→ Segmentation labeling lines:
:::::
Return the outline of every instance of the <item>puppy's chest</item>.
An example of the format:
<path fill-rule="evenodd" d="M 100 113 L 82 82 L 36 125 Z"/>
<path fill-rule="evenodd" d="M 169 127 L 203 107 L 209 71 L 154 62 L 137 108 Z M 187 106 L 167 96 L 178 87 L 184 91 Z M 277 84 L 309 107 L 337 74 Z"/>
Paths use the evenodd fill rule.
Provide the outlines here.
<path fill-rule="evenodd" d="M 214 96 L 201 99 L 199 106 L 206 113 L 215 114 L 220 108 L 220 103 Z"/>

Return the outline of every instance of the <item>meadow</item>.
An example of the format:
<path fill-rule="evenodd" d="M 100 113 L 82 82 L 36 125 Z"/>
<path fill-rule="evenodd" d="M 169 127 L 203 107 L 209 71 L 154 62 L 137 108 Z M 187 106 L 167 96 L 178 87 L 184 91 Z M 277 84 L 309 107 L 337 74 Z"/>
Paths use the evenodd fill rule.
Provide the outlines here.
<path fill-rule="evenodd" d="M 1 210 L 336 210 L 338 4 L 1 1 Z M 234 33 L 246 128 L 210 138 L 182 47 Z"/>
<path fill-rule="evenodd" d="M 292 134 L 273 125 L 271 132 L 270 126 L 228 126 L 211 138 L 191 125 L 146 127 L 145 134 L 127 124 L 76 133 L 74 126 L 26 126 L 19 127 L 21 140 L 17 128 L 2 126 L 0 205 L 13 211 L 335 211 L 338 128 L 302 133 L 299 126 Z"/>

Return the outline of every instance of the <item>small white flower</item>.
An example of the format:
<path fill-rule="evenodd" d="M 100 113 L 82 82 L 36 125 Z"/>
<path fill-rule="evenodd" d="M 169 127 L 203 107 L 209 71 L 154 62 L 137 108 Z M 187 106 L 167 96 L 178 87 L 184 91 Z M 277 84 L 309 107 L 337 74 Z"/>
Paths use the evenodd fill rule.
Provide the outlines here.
:::::
→ Task description: Switch "every instance" to "each instance" everywhere in the lines above, keeping everything else the same.

→ Result below:
Return the outline of each instance of the <item>puppy's chest</item>.
An example of the format:
<path fill-rule="evenodd" d="M 100 113 L 82 82 L 36 125 Z"/>
<path fill-rule="evenodd" d="M 169 127 L 203 107 L 209 71 L 154 62 L 137 108 Z M 187 106 L 167 96 L 178 87 L 184 91 Z M 277 84 L 309 107 L 337 74 Z"/>
Paths use the evenodd fill rule.
Provide the outlines here.
<path fill-rule="evenodd" d="M 214 96 L 201 99 L 199 106 L 206 113 L 215 114 L 220 108 L 220 103 Z"/>

Return the outline of each instance of the <item>meadow</item>.
An example of the format:
<path fill-rule="evenodd" d="M 100 113 L 82 82 L 36 125 Z"/>
<path fill-rule="evenodd" d="M 169 127 L 203 107 L 209 71 L 154 62 L 137 108 Z M 187 106 L 167 96 L 178 87 L 184 91 Z M 277 84 L 309 107 L 337 74 Z"/>
Paths use the evenodd fill rule.
Provide the outlines here.
<path fill-rule="evenodd" d="M 1 210 L 336 210 L 338 4 L 1 1 Z M 234 33 L 246 128 L 210 138 L 182 47 Z"/>
<path fill-rule="evenodd" d="M 292 134 L 273 125 L 271 132 L 270 126 L 228 126 L 211 138 L 191 125 L 146 127 L 145 134 L 127 124 L 76 133 L 74 126 L 26 126 L 19 127 L 21 140 L 17 128 L 2 126 L 0 205 L 13 211 L 335 211 L 338 128 L 302 133 L 299 126 Z"/>

Return the outline of each instance of the <item>small white flower</item>.
An example of the format:
<path fill-rule="evenodd" d="M 100 113 L 82 82 L 36 125 Z"/>
<path fill-rule="evenodd" d="M 169 127 L 203 107 L 209 71 L 154 62 L 137 108 Z M 187 106 L 167 96 L 178 87 L 184 91 Z M 277 84 L 309 107 L 337 74 Z"/>
Paths use the evenodd fill rule.
Provide the outlines here.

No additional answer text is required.